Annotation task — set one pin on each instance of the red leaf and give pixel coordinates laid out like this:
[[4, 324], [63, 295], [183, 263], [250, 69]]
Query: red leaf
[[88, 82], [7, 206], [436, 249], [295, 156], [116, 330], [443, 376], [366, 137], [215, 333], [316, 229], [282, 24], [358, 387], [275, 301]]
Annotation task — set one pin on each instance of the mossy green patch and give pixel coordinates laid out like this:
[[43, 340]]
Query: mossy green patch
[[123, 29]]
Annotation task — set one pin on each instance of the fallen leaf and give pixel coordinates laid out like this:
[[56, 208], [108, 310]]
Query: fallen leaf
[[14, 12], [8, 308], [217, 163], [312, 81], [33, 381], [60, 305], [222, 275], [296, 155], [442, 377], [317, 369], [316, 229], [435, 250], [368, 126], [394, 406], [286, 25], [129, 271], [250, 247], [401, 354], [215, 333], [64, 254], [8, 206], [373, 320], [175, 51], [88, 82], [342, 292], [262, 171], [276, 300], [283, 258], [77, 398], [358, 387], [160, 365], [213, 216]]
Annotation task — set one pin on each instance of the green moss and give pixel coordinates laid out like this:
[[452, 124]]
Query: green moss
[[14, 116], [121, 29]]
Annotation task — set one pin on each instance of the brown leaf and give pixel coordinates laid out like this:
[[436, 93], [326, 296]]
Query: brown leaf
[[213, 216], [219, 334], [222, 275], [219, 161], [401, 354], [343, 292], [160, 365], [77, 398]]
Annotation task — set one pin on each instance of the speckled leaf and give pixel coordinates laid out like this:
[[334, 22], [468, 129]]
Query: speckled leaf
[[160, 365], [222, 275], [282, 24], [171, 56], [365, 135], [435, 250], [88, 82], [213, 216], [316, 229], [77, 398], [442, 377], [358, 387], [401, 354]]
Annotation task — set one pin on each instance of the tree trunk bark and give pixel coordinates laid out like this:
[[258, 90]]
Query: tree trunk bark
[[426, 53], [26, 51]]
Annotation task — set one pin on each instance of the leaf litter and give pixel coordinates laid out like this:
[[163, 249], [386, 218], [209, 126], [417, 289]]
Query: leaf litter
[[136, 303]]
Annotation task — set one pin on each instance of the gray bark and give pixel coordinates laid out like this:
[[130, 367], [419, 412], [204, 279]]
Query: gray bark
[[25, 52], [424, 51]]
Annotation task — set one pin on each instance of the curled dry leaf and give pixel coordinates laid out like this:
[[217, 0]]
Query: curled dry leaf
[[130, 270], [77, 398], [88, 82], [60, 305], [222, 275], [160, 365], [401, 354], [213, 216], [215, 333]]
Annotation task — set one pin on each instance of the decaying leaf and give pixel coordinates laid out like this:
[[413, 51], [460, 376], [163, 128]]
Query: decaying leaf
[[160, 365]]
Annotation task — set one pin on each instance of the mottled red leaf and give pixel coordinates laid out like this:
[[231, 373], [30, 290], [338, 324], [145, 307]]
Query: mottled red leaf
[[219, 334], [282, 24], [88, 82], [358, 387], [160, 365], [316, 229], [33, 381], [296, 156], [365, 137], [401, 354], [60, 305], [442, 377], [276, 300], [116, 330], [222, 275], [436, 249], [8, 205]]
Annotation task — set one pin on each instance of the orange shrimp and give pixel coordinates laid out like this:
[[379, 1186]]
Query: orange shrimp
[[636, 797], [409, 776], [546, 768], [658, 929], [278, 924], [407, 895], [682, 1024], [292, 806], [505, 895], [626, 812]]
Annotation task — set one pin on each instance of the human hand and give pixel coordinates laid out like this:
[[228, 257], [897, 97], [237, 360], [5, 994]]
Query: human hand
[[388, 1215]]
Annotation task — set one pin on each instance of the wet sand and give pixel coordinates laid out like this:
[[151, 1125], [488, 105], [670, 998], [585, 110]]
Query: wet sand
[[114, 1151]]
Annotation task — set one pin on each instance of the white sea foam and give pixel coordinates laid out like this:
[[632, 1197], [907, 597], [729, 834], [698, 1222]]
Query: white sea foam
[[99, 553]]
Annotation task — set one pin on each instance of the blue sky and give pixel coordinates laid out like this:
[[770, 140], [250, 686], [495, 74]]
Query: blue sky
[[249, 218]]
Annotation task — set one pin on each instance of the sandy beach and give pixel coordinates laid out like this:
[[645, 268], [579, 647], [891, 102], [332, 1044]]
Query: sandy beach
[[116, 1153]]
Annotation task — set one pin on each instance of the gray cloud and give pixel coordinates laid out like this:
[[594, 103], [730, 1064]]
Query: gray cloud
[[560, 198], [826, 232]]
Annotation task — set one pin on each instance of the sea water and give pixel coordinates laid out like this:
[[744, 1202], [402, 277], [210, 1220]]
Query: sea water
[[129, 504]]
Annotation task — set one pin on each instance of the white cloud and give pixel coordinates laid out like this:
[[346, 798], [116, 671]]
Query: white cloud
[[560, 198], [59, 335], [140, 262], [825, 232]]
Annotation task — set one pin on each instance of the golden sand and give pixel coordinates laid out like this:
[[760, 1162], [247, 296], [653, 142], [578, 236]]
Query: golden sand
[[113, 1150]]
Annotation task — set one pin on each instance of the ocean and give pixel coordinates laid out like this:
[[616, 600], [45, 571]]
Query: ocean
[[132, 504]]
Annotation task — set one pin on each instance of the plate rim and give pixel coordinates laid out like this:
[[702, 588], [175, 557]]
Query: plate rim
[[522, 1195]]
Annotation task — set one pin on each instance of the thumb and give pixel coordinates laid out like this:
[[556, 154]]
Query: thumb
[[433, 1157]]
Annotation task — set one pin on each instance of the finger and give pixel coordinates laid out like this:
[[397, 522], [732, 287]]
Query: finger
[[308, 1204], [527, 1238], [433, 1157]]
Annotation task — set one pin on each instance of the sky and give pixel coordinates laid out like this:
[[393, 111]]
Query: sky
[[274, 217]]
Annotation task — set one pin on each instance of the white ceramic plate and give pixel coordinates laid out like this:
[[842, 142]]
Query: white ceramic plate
-.-.-
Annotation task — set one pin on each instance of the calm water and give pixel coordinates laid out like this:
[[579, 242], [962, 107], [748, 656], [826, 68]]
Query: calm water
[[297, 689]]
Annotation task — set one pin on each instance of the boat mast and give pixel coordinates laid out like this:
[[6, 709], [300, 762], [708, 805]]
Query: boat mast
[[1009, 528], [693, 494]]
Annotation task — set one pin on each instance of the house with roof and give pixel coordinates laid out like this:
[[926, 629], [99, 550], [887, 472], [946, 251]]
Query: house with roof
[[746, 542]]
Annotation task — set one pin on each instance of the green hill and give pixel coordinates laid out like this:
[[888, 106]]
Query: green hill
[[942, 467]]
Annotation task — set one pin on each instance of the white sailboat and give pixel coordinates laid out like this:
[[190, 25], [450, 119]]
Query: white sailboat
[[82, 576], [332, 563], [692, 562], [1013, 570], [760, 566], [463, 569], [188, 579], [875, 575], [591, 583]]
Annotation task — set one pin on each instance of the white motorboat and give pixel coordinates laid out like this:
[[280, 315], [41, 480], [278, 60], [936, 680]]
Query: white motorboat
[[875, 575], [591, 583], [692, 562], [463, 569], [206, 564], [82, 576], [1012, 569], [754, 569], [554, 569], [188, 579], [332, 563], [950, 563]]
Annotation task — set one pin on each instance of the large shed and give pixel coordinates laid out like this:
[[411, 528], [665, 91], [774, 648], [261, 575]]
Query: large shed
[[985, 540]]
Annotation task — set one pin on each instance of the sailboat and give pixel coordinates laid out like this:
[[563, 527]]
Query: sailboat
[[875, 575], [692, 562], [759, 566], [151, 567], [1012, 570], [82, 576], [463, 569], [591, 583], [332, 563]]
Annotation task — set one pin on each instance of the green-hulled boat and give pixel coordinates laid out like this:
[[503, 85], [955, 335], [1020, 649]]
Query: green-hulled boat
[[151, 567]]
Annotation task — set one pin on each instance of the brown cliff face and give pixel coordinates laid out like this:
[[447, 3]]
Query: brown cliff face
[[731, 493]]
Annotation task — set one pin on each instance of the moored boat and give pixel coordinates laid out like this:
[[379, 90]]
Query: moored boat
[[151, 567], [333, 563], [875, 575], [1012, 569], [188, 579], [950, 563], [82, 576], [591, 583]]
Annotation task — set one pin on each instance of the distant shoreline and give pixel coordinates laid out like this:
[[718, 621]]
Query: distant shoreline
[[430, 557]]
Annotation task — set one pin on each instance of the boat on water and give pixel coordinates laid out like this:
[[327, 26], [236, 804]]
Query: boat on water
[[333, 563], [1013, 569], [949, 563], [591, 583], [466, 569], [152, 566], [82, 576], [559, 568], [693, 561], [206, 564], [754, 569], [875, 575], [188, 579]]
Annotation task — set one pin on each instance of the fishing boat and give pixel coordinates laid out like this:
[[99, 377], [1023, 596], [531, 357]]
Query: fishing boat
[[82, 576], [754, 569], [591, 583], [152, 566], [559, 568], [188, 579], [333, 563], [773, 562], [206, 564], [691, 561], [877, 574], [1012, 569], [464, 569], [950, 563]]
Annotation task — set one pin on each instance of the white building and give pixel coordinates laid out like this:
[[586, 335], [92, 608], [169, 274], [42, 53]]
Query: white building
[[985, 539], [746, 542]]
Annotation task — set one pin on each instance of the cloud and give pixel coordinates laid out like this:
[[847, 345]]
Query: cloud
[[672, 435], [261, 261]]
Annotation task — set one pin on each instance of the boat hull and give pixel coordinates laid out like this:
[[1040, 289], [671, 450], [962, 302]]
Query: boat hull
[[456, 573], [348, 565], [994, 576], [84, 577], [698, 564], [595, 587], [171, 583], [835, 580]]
-.-.-
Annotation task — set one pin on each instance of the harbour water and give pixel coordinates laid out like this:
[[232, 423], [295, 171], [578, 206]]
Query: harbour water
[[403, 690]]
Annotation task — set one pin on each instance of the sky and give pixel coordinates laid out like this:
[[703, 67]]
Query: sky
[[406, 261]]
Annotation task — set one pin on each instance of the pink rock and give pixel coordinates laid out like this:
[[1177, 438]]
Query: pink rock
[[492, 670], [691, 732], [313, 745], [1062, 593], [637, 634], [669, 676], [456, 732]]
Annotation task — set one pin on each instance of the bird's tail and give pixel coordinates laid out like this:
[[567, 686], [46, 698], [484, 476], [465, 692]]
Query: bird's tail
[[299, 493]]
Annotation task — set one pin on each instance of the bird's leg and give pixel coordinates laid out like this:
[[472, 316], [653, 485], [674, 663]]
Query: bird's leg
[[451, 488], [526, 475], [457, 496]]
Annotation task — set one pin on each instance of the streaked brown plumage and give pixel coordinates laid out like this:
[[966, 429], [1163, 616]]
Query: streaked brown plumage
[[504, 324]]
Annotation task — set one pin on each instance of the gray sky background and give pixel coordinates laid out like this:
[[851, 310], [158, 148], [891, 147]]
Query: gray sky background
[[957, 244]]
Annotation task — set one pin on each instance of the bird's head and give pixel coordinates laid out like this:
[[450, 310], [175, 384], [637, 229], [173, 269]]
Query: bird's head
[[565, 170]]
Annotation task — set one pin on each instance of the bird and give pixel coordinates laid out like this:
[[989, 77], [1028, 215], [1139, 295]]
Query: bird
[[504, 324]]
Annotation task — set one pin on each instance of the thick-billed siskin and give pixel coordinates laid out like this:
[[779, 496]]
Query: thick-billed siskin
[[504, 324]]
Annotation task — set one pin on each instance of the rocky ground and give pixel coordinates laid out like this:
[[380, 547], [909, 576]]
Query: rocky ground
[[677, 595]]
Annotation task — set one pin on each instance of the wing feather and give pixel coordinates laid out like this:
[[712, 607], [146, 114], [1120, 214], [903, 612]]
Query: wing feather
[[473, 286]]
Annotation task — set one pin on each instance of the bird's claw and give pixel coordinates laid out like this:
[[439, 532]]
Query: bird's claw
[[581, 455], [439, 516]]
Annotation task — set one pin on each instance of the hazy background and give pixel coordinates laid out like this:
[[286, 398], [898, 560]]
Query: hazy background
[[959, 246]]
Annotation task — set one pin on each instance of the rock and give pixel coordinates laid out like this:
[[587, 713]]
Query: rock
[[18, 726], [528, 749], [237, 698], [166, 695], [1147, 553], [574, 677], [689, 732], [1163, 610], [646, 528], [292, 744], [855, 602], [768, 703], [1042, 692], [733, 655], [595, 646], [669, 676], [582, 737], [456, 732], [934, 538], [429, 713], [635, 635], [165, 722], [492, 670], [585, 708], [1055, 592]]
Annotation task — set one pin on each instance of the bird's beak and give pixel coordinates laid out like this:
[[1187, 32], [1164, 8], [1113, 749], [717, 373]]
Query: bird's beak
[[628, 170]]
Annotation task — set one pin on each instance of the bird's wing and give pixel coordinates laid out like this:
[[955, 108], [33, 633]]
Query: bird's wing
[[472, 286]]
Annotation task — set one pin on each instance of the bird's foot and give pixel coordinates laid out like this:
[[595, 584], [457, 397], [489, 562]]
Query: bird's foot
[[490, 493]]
-.-.-
* [YOUR OBJECTIVE]: Recast the rows above, from the line containing "the bird's wing" to the line containing "[[472, 286]]", as a JSON list of strings with one string per line and blank lines omitted.

* [FINAL RESULT]:
[
  "Annotation task — set one pin on each instance of the bird's wing and give pixel coordinates laid out like this:",
  "[[955, 108], [33, 633]]",
  "Query: bird's wing",
  "[[472, 286]]"
]